TEXT UNDER STUDY:
►

Intervention de Ron PEERLINGS, Professeur à l'Université Eindhoven, Pays-Bas



Extrait de l'intervention:
Materials with a discrete microstructure, e.g. fibrous networks such as textiles, paper and biological materials, are conveniently modelled using discrete networks of truss elements. Such models capture the discrete character of the microstructure in a natural fashion, including the relevant spatial (micro-)scales.
Furthermore, discrete events such as fibre fracture, bond breakage, fibre sliding, etc. are easily incorporated. However, for problems at industrially relevant (macro-)scales, the computational cost of such detailed models may be prohibitive. To deal with such problems, we employ a multiscale methodology which is based on the quasi- continuum method -- a method which is well-known for atomistic lattices. The method is extended to a more general class of microstructural models in which discrete points interact via discrete interactions. The quasi-continuum method allows one to reduce the resolution of the description where appropriate, so that
realistic simulations become feasible. It is entirely computationally based and makes use only of the underlying discrete microstructural model. In, order to render the method applicable to a much wider class of problems than atomistics, the conventional, energy based method is reformulated in terms of a virtual power balance. The summation rules used to account for the influence of discarded lattice points are also revisited. The performance of the resulting method is illustrated by an example in which the lattice points are connected by elasto-plastic trusses.

◄

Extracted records
►

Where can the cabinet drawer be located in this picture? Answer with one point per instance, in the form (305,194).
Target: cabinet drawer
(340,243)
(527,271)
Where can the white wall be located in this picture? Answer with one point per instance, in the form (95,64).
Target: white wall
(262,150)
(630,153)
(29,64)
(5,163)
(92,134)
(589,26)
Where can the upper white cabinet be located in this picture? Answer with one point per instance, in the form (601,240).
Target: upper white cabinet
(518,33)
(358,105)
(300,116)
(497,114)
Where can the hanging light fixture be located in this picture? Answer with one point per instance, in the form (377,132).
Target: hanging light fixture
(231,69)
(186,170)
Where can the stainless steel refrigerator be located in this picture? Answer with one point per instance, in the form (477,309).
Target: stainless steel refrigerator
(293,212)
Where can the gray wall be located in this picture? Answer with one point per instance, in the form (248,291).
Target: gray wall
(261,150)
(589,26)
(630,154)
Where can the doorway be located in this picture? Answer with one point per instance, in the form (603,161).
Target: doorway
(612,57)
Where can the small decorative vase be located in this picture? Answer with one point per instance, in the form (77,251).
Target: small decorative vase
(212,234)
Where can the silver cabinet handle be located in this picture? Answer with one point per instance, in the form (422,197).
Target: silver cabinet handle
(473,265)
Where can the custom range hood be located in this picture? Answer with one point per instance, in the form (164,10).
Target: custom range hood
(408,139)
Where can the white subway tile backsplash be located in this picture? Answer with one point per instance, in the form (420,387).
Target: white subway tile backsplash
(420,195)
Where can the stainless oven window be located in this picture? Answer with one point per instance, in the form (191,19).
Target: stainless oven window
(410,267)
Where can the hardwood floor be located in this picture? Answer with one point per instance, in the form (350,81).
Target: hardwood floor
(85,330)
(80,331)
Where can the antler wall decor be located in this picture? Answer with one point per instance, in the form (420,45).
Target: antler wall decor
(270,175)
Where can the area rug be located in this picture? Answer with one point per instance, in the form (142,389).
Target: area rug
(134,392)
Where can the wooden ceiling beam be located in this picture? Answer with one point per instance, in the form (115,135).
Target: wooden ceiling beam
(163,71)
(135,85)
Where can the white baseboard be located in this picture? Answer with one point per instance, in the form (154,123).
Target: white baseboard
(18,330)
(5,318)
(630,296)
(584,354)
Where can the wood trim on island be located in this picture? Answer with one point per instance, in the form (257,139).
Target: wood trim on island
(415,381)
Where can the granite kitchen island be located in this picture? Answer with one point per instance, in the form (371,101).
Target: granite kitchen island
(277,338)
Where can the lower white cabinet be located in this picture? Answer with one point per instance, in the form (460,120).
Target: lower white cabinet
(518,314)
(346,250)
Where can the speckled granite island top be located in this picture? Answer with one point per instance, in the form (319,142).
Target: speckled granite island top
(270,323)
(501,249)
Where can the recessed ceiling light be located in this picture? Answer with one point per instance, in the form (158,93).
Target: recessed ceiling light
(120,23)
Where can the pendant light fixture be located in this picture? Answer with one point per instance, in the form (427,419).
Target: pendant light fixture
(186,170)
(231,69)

◄

ACTIVITY:
List the discrete events that the excerpt on modeling fibrous networks names as easily incorporated into truss-element models. The records were drawn from a different source than the text.

RESULT BELOW:
fibre fracture, bond breakage, fibre sliding